Fecha de publicación: 26 de mayo de 2022

Nació en Quito (Ecuador) en 1618. Desde los cuatro años quedó huérfana de padre y madre y al cuidado de su hermana mayor y de su cuñado, quienes la quisieron como a una hija. Desde muy pequeñita demostró una gran inclinación hacia la piedad y un enorme aprecio por la pureza y por la caridad hacia los pobres. Ya a los siete años invitaba a sus sobrinas, que eran casi de su misma edad, a rezar el rosario y a hacer el viacrucis.

Se aprendió el catecismo de tal manera bien que a los ocho años fue admitida a hacer la Primera Comunión. El sacerdote que le hizo el examen de religión se quedó admirado de lo bien que esta niña comprendía las verdades del catecismo. Al escuchar un sermón acerca de la cantidad tan grande de gente que todavía no logró recibir el mensaje de la religión de Cristo, dispuso irse con un grupo de compañeritas a evangelizar paganos. Por el camino las devolvieron a sus casas porque no se daban cuenta de lo grave que era la determinación que habían tomado. Otro día se propuso irse con otras niñas a una montaña a vivir como anacoretas dedicadas al ayuno y a la oración. Afortunadamente un toro muy bravo las devolvió corriendo a la ciudad. Entonces su cuñado al darse cuenta de los grandes deseos de santidad y oración que esta niña tenía trató de obtener que la recibieran en una comunidad de religiosas. Pero las dos veces que trató de entrar de religiosa, se presentaron contrariedades imprevistas que no le permitieron estar en el convento. Entonces ella se dio cuenta de que Dios la quería santificar quedándose en el mundo.

Se construyó en el solar de la casa de su hermana una habitación separada, y allí se dedicó a rezar, a meditar, y a hacer penitencia. Había aprendido música y tocaba hermosamente la guitarra y el piano. Su día lo repartía entre la oración, la meditación, la lectura de libros religiosos, la música, el canto y los trabajos manuales. Su meditación preferida era pensar en la Pasión y Muerte de Jesús.

En el templo de los Padres Jesuitas encontró un santo sacerdote que hizo de director espiritual y le enseñó el método de San Ignacio de Loyola, que consiste en examinarse tres veces por día la conciencia. Para recordar frecuentemente que iba a morir y que tendría que rendir cuentas a Dios, se consiguió un ataúd y en el dormía varias noches cada semana. Y el tiempo restante lo tenía lleno de almohadas que semejaban un cadáver para recordar lo que le esperaba al final de la vida.
.....
## Tarea A
Indique si cada afirmación concuerda con el extracto biográfico y respalde cada respuesta con las palabras decisivas del texto, citadas literalmente: (i) quedó huérfana de padre y madre a los cuatro años; (ii) hizo la Primera Comunión a los siete años; (iii) tocaba la guitarra y el violín.
## Tarea B
Devuelva, copiada sin cambios, la parte del extracto biográfico que se abre con las palabras que contienen "Nació en Quito" y se cierra con "hacer el viacrucis.".
Los datos siguientes provienen de otra fuente.

## Datos mostrados
.....
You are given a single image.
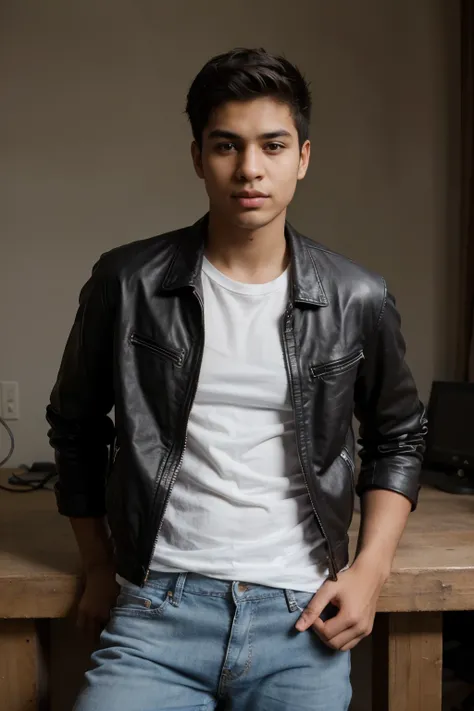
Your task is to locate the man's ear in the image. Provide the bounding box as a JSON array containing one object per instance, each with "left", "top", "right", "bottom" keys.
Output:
[
  {"left": 298, "top": 141, "right": 311, "bottom": 180},
  {"left": 191, "top": 141, "right": 204, "bottom": 180}
]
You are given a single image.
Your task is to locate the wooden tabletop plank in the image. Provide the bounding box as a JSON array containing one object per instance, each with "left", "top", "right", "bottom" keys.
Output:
[{"left": 0, "top": 470, "right": 474, "bottom": 618}]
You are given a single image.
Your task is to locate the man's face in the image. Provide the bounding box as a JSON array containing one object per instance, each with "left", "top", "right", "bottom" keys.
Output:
[{"left": 192, "top": 98, "right": 310, "bottom": 230}]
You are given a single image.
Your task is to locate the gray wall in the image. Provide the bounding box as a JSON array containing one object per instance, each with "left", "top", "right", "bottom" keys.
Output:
[{"left": 0, "top": 0, "right": 456, "bottom": 464}]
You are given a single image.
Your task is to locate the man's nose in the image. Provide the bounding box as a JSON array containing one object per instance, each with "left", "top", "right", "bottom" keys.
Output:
[{"left": 237, "top": 146, "right": 263, "bottom": 183}]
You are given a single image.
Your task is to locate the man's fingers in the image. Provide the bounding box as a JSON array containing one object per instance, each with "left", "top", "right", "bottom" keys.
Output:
[{"left": 296, "top": 583, "right": 334, "bottom": 632}]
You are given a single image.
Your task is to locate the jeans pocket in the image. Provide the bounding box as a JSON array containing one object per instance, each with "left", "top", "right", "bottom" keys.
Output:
[{"left": 112, "top": 583, "right": 171, "bottom": 617}]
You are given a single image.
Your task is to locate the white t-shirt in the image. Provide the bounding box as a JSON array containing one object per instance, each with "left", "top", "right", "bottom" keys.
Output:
[{"left": 151, "top": 259, "right": 328, "bottom": 592}]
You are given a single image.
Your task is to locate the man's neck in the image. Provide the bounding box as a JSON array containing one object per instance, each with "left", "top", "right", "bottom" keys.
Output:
[{"left": 205, "top": 212, "right": 289, "bottom": 284}]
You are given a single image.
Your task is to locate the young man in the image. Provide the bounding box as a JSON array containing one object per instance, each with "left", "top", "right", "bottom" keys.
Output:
[{"left": 47, "top": 50, "right": 426, "bottom": 711}]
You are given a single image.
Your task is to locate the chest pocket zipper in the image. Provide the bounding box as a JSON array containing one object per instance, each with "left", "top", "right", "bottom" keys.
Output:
[
  {"left": 130, "top": 333, "right": 185, "bottom": 367},
  {"left": 310, "top": 351, "right": 364, "bottom": 378}
]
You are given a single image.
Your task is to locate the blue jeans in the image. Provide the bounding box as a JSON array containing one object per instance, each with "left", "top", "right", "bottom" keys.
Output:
[{"left": 74, "top": 573, "right": 351, "bottom": 711}]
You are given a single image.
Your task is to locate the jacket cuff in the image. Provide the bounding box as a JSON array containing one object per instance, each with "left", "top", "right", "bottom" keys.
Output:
[
  {"left": 54, "top": 483, "right": 107, "bottom": 518},
  {"left": 356, "top": 460, "right": 421, "bottom": 511}
]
.....
## Solución de la tarea A
(i) Sí: "Desde los cuatro años quedó huérfana de padre y madre".
(ii) No: "a los ocho años fue admitida a hacer la Primera Comunión".
(iii) No: "tocaba hermosamente la guitarra y el piano".

## Solución de la tarea B
Nació en Quito (Ecuador) en 1618. Desde los cuatro años quedó huérfana de padre y madre y al cuidado de su hermana mayor y de su cuñado, quienes la quisieron como a una hija. Desde muy pequeñita demostró una gran inclinación hacia la piedad y un enorme aprecio por la pureza y por la caridad hacia los pobres. Ya a los siete años invitaba a sus sobrinas, que eran casi de su misma edad, a rezar el rosario y a hacer el viacrucis.